» **WHAT THE EXERCISE ASKS**
Your task is to repeat all of the material exactly.

— begin DATA FOR THE TASK —

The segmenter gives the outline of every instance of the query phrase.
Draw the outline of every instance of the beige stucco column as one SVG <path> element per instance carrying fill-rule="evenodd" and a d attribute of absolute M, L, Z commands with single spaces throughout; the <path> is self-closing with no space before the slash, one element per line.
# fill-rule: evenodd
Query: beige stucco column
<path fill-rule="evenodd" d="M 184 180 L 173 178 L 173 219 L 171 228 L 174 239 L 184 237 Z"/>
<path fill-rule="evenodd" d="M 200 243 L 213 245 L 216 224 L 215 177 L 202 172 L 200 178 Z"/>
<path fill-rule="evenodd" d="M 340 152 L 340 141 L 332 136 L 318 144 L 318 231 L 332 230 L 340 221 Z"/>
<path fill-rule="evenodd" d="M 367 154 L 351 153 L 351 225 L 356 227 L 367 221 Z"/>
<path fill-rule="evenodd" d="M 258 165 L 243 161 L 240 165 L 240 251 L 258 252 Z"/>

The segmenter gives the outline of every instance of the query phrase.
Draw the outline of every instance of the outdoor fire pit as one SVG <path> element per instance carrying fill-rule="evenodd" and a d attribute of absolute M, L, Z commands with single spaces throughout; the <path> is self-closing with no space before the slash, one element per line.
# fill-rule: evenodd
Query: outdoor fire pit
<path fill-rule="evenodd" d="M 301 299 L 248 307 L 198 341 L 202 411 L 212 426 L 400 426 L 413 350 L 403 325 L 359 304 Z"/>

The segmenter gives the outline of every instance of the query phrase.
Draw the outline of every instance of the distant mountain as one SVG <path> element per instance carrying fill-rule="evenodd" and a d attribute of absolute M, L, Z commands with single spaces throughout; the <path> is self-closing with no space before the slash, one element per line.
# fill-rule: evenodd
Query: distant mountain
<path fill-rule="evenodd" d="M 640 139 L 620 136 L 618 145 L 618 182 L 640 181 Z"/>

— end DATA FOR THE TASK —

» **FULL RESPONSE**
The segmenter gives the outline of every instance of the query phrase.
Draw the outline of every instance of the beige stucco column as one SVG <path> element per instance carrying fill-rule="evenodd" and a d attribute of absolute M, L, Z commands with single spaces throughout; the <path> is self-closing with no space before the slash, one element per line.
# fill-rule: evenodd
Query: beige stucco column
<path fill-rule="evenodd" d="M 184 180 L 173 178 L 173 219 L 171 228 L 174 239 L 184 237 Z"/>
<path fill-rule="evenodd" d="M 200 243 L 213 245 L 216 224 L 215 177 L 202 172 L 200 178 Z"/>
<path fill-rule="evenodd" d="M 340 152 L 340 141 L 332 136 L 318 144 L 318 231 L 332 230 L 340 221 Z"/>
<path fill-rule="evenodd" d="M 367 154 L 351 153 L 351 225 L 356 227 L 367 221 Z"/>
<path fill-rule="evenodd" d="M 258 165 L 243 161 L 240 165 L 240 251 L 258 252 Z"/>

The segmenter gives the outline of every instance of the query phrase.
Draw the outline of every instance of the outdoor fire pit as one SVG <path> element per instance carrying fill-rule="evenodd" and a d attribute of absolute M, L, Z commands with single spaces throughout; the <path> is self-closing with no space before the slash, one element per line.
# fill-rule: evenodd
Query: outdoor fire pit
<path fill-rule="evenodd" d="M 301 299 L 248 307 L 198 341 L 202 411 L 212 426 L 400 426 L 413 350 L 403 325 L 359 304 Z"/>

The segmenter gives the outline of every instance of the query phrase.
Draw the outline of every instance of the distant mountain as one SVG <path> element per instance carrying fill-rule="evenodd" and a d attribute of absolute M, L, Z commands with single spaces throughout; the <path> is self-closing with no space before the slash, one element per line.
# fill-rule: evenodd
Query: distant mountain
<path fill-rule="evenodd" d="M 640 139 L 620 136 L 618 145 L 618 182 L 640 181 Z"/>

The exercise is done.